◆ YOUR TASK
Can you rewrite the material below as a numbered list, starting at the line that contains "Return the polygon of every instance of the jersey" and ending after the line that contains "56L65 57L65 61L70", with blank lines left out?

◆ RECORDS PROVIDED
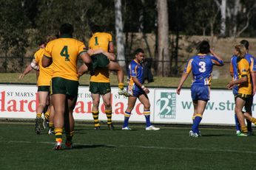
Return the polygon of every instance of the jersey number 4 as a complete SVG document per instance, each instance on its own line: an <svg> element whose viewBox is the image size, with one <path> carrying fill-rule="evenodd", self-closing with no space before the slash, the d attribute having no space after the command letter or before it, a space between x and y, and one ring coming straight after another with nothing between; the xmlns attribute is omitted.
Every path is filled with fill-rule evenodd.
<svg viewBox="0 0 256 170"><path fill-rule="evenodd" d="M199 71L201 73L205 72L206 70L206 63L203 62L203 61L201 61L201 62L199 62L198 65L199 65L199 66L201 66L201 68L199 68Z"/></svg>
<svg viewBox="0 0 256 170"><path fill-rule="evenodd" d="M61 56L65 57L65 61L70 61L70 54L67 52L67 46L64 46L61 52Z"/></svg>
--
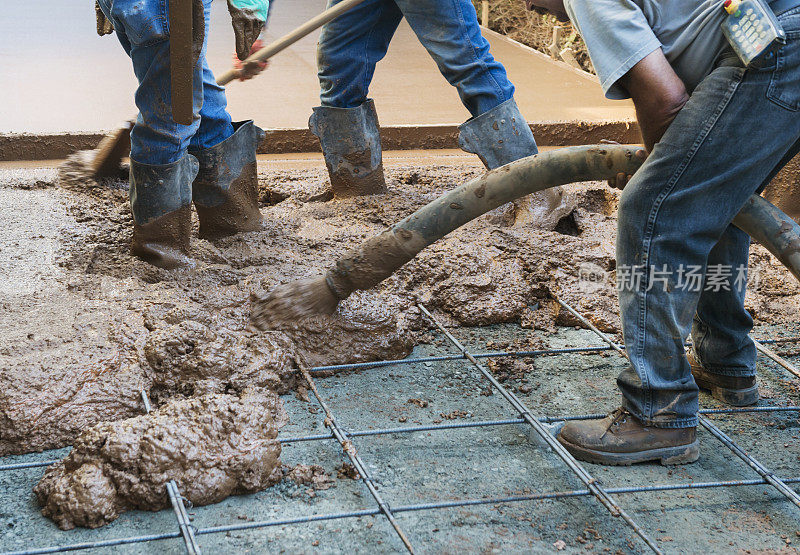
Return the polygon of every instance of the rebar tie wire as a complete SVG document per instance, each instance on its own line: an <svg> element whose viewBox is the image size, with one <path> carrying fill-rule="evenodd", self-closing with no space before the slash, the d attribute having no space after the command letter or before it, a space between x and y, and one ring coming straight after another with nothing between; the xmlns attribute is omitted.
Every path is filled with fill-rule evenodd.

◆ FULL SOLUTION
1. Return the polygon of every instance of the jersey number 4 as a complete SVG document per instance, each instance on its own line: an <svg> element whose viewBox is the image size, with one <path> carrying fill-rule="evenodd", self-closing with no space before the slash, the d attribute having no space after the command letter or before it, a space between x and y, and one ring coming straight after another with nothing between; the xmlns attribute is omitted.
2. Every path is filled with fill-rule evenodd.
3. <svg viewBox="0 0 256 170"><path fill-rule="evenodd" d="M199 71L201 73L205 72L206 70L206 63L203 62L203 61L201 61L201 62L199 62L198 65L199 65L199 66L201 66L201 68L199 68Z"/></svg>
4. <svg viewBox="0 0 256 170"><path fill-rule="evenodd" d="M61 56L65 57L65 61L70 61L70 54L67 52L67 46L64 46L61 52Z"/></svg>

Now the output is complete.